━━━ Dataset extract

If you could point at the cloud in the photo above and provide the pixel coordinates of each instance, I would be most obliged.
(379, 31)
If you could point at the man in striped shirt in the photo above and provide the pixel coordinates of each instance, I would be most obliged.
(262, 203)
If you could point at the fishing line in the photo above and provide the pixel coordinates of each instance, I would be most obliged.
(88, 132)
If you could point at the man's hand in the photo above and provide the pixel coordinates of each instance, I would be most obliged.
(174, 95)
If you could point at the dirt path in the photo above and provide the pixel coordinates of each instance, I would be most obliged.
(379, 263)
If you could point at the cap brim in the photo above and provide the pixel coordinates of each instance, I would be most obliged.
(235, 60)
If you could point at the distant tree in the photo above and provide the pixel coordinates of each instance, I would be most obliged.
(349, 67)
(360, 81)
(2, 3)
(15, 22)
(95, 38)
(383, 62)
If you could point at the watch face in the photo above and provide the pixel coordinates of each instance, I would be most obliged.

━━━━━━
━━━ Dataset extract

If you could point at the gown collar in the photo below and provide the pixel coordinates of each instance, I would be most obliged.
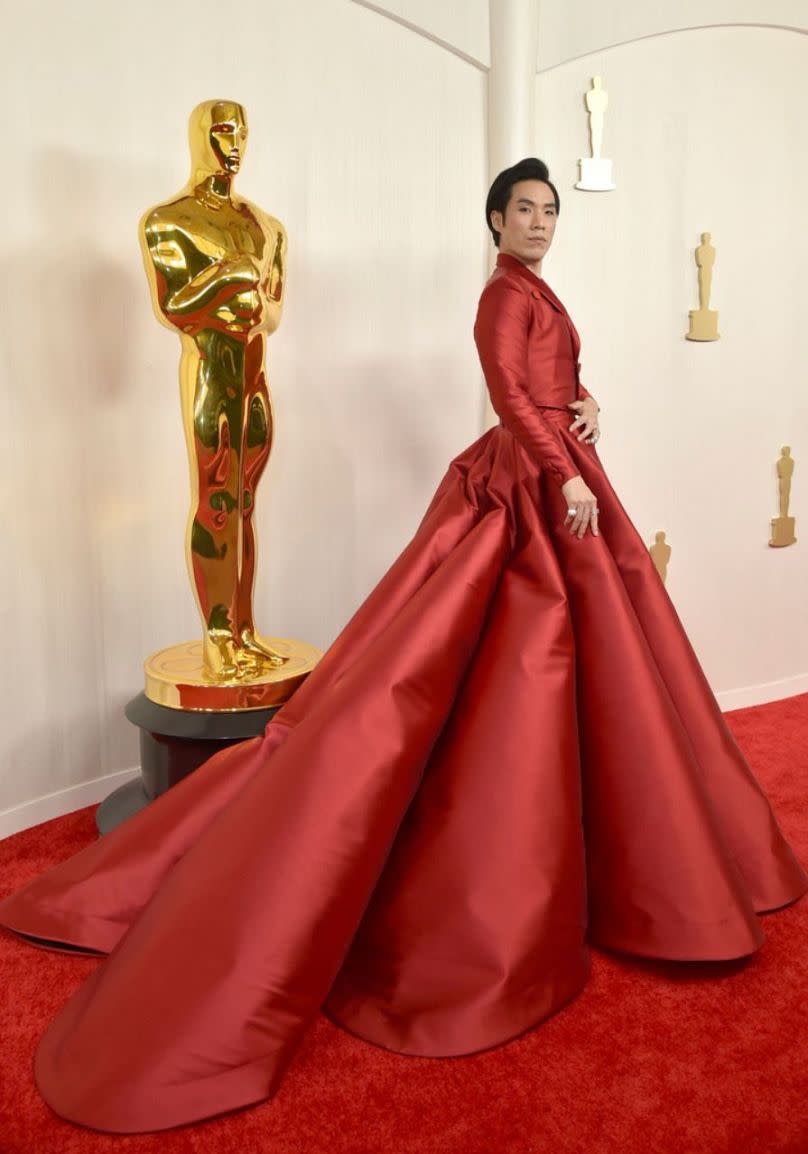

━━━━━━

§ Exercise prompt
Output everything from the line containing "If you could point at the man's" down to the line containing "If you could point at the watch" in the records above, including both of those lines, reproducing each line without any change.

§ The answer
If you could point at the man's hand in the photo above and provide the pixel coordinates of each instance, I would be most obliged.
(174, 95)
If you could point at the dirt path in the photo above and provide the pixel coordinates of each instance, I would be most obliged.
(379, 263)
If you could point at the cap brim in the photo above and provide the pixel coordinates of each instance, I would be most obliged.
(235, 60)
If you could point at the distant tree in the photo above and provide the pixel coordinates of each instance, I would be most obliged.
(349, 67)
(360, 81)
(2, 3)
(15, 22)
(95, 38)
(383, 62)
If you could point at the watch face in the photo above and provide the pixel coordinates of each instance, I would be most obliged.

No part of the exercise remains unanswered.